── Data for processing ──

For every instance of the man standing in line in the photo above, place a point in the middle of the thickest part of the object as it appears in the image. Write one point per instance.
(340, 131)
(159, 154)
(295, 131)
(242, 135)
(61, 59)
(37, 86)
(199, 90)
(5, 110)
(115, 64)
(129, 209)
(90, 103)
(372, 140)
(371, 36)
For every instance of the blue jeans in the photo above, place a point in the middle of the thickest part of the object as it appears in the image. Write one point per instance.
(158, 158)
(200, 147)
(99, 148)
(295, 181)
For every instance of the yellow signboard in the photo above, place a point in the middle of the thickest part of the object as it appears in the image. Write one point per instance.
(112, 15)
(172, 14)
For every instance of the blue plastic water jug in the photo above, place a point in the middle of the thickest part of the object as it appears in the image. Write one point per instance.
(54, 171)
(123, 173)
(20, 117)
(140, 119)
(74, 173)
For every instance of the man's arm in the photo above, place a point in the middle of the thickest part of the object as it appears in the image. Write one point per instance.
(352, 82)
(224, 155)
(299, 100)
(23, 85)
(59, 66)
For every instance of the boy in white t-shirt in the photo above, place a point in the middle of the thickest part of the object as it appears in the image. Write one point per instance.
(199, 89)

───

Please copy verbatim the stretch from the line containing "For every instance of the man's" through the final line of the rows.

▸ Expected output:
For every instance of the man's arm in the photo above, place a point in the middle of the thickest part of the object as it appears in the image. Write one point per instance.
(352, 82)
(224, 155)
(299, 100)
(23, 85)
(59, 66)
For every instance of the boy in white t-shirt in the photo above, place a point in the middle of the thickest part of the object as it appears in the image. Write one point per instance.
(199, 89)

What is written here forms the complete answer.